AIM OF THE TASK:
Which lines of the listing contain the word "endplate"? Report each of them in full.

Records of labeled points

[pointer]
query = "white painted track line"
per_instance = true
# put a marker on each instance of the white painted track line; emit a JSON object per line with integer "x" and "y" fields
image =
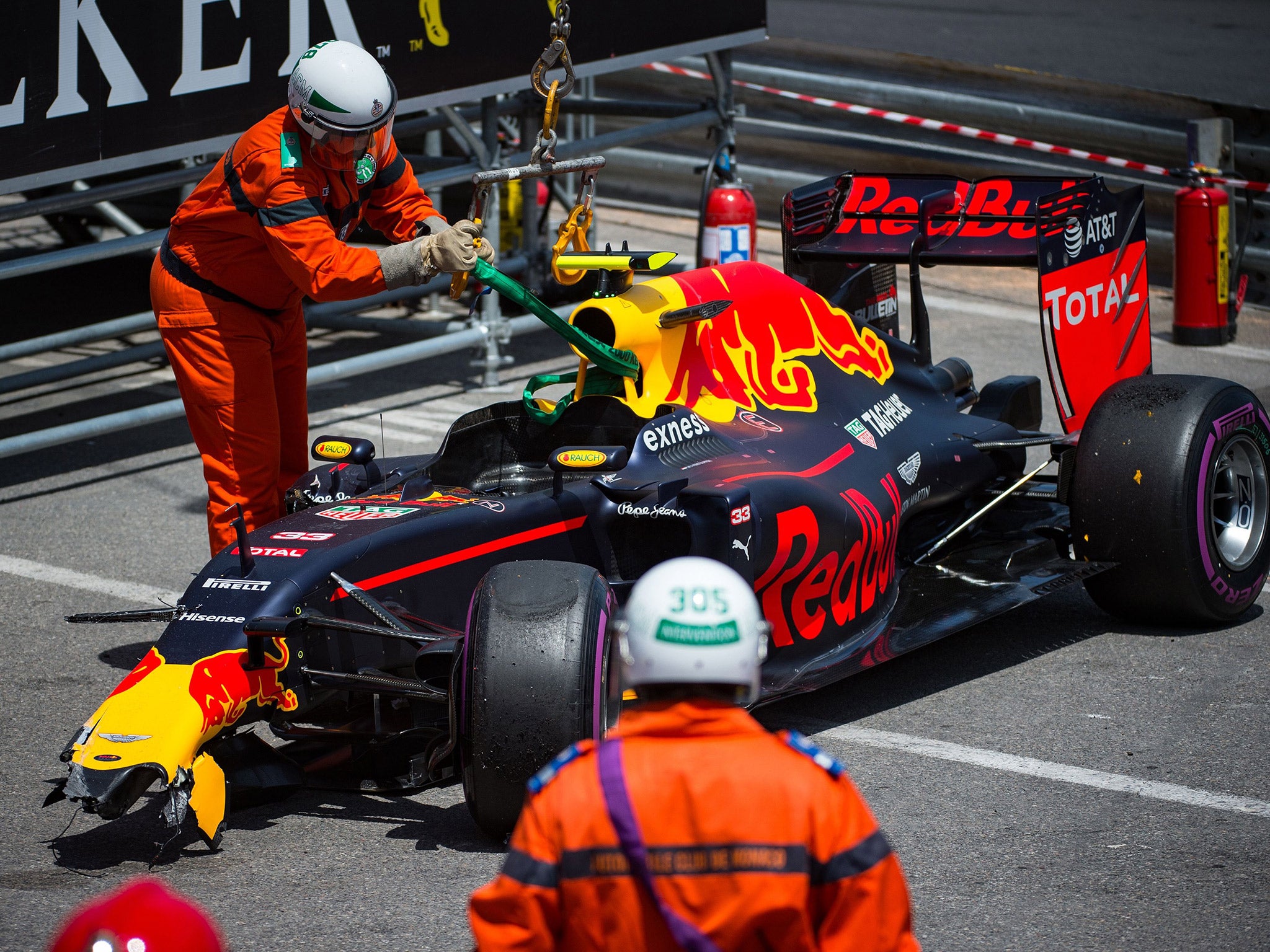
{"x": 130, "y": 591}
{"x": 1047, "y": 770}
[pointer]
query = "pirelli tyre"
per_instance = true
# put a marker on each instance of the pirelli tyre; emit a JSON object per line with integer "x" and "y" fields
{"x": 540, "y": 676}
{"x": 1171, "y": 483}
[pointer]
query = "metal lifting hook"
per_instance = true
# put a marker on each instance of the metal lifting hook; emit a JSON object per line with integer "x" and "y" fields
{"x": 574, "y": 230}
{"x": 557, "y": 54}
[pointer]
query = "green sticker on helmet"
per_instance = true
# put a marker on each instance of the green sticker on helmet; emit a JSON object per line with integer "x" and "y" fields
{"x": 703, "y": 635}
{"x": 288, "y": 151}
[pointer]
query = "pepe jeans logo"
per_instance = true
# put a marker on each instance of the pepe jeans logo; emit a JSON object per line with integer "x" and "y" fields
{"x": 652, "y": 512}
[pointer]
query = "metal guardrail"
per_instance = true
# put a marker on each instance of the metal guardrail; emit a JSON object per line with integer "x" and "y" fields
{"x": 322, "y": 374}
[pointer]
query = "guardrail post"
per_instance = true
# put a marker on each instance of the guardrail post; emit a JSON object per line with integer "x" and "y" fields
{"x": 1212, "y": 143}
{"x": 497, "y": 333}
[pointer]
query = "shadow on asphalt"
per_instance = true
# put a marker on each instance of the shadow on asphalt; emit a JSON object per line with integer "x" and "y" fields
{"x": 143, "y": 837}
{"x": 1030, "y": 631}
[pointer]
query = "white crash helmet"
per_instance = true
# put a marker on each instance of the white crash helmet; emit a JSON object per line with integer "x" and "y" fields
{"x": 693, "y": 621}
{"x": 342, "y": 98}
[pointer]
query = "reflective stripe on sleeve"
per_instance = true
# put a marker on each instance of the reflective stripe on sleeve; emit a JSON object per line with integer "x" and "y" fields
{"x": 533, "y": 873}
{"x": 722, "y": 858}
{"x": 291, "y": 213}
{"x": 389, "y": 175}
{"x": 235, "y": 186}
{"x": 851, "y": 862}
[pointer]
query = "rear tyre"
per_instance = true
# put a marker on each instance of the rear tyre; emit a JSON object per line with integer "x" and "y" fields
{"x": 538, "y": 679}
{"x": 1171, "y": 483}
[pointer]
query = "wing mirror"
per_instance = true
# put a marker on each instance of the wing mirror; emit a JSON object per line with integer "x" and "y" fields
{"x": 343, "y": 450}
{"x": 585, "y": 460}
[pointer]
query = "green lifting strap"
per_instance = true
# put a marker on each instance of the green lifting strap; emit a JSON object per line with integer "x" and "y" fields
{"x": 598, "y": 382}
{"x": 624, "y": 363}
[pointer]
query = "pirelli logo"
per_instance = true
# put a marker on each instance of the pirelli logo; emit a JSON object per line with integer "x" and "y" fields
{"x": 689, "y": 861}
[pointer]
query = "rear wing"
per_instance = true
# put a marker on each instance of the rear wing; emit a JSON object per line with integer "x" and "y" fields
{"x": 1088, "y": 244}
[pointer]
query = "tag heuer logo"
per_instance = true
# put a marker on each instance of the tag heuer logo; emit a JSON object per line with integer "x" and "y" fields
{"x": 355, "y": 513}
{"x": 908, "y": 469}
{"x": 858, "y": 430}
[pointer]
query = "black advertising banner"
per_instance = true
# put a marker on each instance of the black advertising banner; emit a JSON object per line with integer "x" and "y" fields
{"x": 98, "y": 86}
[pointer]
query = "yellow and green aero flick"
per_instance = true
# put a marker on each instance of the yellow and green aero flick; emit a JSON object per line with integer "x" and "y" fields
{"x": 615, "y": 260}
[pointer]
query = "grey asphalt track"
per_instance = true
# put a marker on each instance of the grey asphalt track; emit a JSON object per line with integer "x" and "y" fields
{"x": 996, "y": 860}
{"x": 1207, "y": 50}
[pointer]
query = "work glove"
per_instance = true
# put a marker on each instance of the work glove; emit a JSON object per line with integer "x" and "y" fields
{"x": 455, "y": 249}
{"x": 448, "y": 249}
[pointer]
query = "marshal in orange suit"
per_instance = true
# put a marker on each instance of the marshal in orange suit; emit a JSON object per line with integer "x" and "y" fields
{"x": 690, "y": 827}
{"x": 266, "y": 229}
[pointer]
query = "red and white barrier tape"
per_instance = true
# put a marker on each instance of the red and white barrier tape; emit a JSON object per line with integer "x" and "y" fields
{"x": 958, "y": 130}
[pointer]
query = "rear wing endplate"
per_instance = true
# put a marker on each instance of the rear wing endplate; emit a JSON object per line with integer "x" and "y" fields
{"x": 1088, "y": 244}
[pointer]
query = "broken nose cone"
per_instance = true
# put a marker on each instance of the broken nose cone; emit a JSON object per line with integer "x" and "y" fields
{"x": 111, "y": 792}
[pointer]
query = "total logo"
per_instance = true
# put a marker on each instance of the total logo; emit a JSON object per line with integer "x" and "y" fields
{"x": 1094, "y": 301}
{"x": 675, "y": 431}
{"x": 886, "y": 415}
{"x": 236, "y": 584}
{"x": 280, "y": 551}
{"x": 356, "y": 513}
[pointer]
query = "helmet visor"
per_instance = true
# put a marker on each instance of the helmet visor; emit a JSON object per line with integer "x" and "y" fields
{"x": 340, "y": 148}
{"x": 342, "y": 151}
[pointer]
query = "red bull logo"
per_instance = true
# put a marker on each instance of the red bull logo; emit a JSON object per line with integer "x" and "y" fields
{"x": 802, "y": 597}
{"x": 751, "y": 353}
{"x": 223, "y": 687}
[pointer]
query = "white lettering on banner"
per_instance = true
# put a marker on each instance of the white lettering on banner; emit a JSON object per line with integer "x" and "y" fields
{"x": 1090, "y": 301}
{"x": 340, "y": 22}
{"x": 193, "y": 77}
{"x": 126, "y": 88}
{"x": 16, "y": 113}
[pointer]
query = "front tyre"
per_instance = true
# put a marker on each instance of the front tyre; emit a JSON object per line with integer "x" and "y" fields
{"x": 540, "y": 676}
{"x": 1173, "y": 482}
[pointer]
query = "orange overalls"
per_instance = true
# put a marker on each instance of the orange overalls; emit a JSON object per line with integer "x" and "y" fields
{"x": 262, "y": 231}
{"x": 748, "y": 839}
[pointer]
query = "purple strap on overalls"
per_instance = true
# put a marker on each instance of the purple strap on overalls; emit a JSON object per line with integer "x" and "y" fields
{"x": 613, "y": 781}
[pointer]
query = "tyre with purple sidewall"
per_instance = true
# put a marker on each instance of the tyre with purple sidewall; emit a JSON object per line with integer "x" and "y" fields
{"x": 1171, "y": 484}
{"x": 540, "y": 676}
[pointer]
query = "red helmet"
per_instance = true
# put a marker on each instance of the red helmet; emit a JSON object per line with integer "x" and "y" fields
{"x": 143, "y": 915}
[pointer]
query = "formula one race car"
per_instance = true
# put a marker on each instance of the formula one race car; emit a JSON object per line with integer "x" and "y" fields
{"x": 441, "y": 619}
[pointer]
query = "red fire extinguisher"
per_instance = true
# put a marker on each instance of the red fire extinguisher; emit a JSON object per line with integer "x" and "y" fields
{"x": 1202, "y": 265}
{"x": 728, "y": 229}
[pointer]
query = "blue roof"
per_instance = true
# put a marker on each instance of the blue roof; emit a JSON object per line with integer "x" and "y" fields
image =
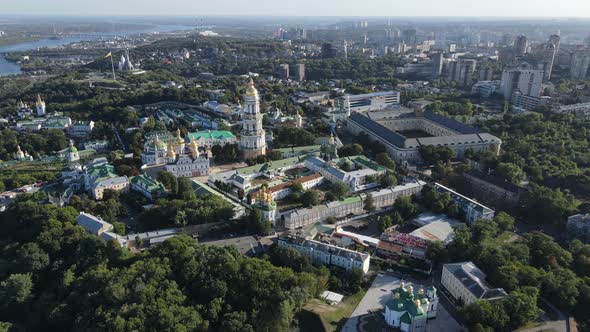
{"x": 450, "y": 123}
{"x": 378, "y": 129}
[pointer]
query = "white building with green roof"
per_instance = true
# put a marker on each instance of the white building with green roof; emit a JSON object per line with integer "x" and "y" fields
{"x": 408, "y": 310}
{"x": 100, "y": 176}
{"x": 147, "y": 186}
{"x": 210, "y": 138}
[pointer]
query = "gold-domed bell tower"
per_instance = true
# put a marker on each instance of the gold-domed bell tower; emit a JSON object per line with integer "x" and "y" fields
{"x": 171, "y": 155}
{"x": 179, "y": 143}
{"x": 194, "y": 147}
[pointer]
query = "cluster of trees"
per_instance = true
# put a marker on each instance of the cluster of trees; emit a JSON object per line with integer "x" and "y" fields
{"x": 452, "y": 108}
{"x": 328, "y": 277}
{"x": 552, "y": 150}
{"x": 191, "y": 210}
{"x": 441, "y": 203}
{"x": 36, "y": 144}
{"x": 55, "y": 276}
{"x": 226, "y": 154}
{"x": 528, "y": 268}
{"x": 291, "y": 136}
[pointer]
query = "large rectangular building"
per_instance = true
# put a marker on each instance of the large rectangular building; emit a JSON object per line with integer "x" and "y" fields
{"x": 474, "y": 211}
{"x": 404, "y": 135}
{"x": 466, "y": 283}
{"x": 327, "y": 254}
{"x": 528, "y": 81}
{"x": 369, "y": 101}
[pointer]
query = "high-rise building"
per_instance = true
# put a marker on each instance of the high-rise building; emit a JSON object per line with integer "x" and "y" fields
{"x": 253, "y": 136}
{"x": 300, "y": 72}
{"x": 328, "y": 50}
{"x": 485, "y": 74}
{"x": 520, "y": 45}
{"x": 546, "y": 55}
{"x": 580, "y": 63}
{"x": 555, "y": 40}
{"x": 437, "y": 61}
{"x": 284, "y": 71}
{"x": 461, "y": 71}
{"x": 345, "y": 47}
{"x": 527, "y": 81}
{"x": 40, "y": 106}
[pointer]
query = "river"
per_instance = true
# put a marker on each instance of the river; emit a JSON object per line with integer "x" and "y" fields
{"x": 11, "y": 68}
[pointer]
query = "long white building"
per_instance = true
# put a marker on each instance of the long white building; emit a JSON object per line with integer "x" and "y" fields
{"x": 369, "y": 101}
{"x": 327, "y": 254}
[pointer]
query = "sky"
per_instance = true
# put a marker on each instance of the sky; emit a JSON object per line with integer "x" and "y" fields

ANSWER BELOW:
query = "rear wing endplate"
# put a marker on each instance of the rear wing endplate; emit a JSON object per line with integer "x" and "y" fields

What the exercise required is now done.